Supplied text.
Manchester taps Hiram College

administrator, teacher to lead Academic Affairs

 

Manchester College’s new vice president and dean for academic affairs is a well-published history teacher and scholar with an array of small college administrative experiences.  College President Jo Young Switzer today announced the appointment of Dr. Glenn R. Sharfman of Hiram College, effective July 1. He will succeed Dr. Switzer, who assumed the presidency Dec. 1.

Sharfman has served as associate dean and director of graduate studies of Hiram College in northeast Ohio since 2001. Hiram, comparable in size to Manchester, is a coeducational liberal arts college of 1,100 students in the Western Reserve region of northwest Ohio, offering graduate study in interdisciplinary studies as well as a weekend college for non-traditional age students. Both are church-related colleges: Manchester with the Church of the Brethren and Hiram with the Disciples of Christ.

At Hiram, Sharfman also has served as chair of the History Department, and as assistant professor, associate professor and professor, joining the faculty in 1990.

"Associate Dean Sharfman's impressive credentials and leadership ability will be invaluable in helping to guide Manchester College’s course in the future,” said MC President Switzer. “As vice president and dean, he has a tremendous resource in our faculty. At Manchester, we put a premium on academic advising, and Dr. Sharfman will help fill that commitment. His background, experience and passion make him the right person to support the development of competent and compassionate faculty members who have high expectations for our students." Dave McFadden, vice president for enrollment and planning, will continue as interim dean of academic affairs until Sharfman arrives in July.

Tasks to carry out.
[1] Rewrite the announcement's passage that begins at the words "At Hiram, Sharfman" and stops after "faculty in 1990.", replacing "History Department" with "English Department".
[2] Does the announcement agree with each statement below? Answer yes or no for each, quoting the deciding words. (a) Sharfman joined the Hiram faculty in 1990. (b) Hiram College is affiliated with the Church of the Brethren. (c) Switzer assumed the presidency on July 1.
The data are separate material and are not part of the announcement.

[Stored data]
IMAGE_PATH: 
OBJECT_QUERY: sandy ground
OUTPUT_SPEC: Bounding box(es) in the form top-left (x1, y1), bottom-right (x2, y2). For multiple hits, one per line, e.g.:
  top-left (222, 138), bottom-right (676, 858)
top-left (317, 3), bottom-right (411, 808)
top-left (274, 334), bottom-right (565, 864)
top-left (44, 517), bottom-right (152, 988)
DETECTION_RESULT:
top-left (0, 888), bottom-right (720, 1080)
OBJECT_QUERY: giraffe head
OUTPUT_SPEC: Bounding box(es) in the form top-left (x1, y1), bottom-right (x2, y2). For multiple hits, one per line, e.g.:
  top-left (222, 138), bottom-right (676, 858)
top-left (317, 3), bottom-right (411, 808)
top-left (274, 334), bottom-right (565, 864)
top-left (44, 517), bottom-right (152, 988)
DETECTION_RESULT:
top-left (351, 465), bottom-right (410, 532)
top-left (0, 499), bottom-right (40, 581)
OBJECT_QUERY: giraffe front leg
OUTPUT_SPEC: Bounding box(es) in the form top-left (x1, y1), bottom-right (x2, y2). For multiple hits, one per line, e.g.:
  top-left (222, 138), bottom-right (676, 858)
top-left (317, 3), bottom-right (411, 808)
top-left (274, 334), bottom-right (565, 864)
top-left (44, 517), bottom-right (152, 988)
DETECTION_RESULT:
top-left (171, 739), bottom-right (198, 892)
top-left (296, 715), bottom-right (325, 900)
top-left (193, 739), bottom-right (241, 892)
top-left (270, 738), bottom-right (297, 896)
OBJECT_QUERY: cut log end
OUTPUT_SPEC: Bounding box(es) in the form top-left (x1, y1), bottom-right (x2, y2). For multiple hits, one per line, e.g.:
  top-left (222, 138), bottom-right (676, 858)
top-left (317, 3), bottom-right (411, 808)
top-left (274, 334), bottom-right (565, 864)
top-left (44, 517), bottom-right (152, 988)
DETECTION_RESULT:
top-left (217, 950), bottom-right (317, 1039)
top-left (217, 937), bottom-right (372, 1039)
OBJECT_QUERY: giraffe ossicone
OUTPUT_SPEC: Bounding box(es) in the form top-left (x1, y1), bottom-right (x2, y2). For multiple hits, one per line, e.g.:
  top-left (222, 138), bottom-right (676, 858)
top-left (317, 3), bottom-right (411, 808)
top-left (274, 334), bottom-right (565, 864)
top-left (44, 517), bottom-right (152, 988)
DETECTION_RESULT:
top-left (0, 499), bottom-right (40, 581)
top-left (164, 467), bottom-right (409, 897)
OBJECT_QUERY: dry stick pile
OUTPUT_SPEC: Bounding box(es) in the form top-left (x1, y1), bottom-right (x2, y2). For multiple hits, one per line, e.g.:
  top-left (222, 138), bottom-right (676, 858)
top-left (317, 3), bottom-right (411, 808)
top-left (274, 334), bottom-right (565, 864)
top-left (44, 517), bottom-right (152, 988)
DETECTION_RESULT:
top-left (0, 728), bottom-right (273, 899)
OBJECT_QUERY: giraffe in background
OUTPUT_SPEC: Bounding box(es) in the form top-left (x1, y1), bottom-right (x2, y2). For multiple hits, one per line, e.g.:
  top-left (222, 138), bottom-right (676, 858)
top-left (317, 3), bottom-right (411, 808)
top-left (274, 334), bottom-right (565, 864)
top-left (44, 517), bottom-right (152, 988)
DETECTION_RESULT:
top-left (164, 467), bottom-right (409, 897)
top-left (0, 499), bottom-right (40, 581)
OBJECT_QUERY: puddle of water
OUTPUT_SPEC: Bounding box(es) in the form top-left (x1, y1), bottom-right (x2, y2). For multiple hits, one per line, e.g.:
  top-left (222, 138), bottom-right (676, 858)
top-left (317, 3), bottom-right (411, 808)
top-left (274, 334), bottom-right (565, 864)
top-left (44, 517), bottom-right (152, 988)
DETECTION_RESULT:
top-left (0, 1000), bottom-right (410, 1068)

Outputs in order.
[1]
At Hiram, Sharfman also has served as chair of the English Department, and as assistant professor, associate professor and professor, joining the faculty in 1990.

[2]
(a) Yes: "joining the faculty in 1990."
(b) No: "Manchester with the Church of the Brethren and Hiram with the Disciples of Christ."
(c) No: "who assumed the presidency Dec. 1."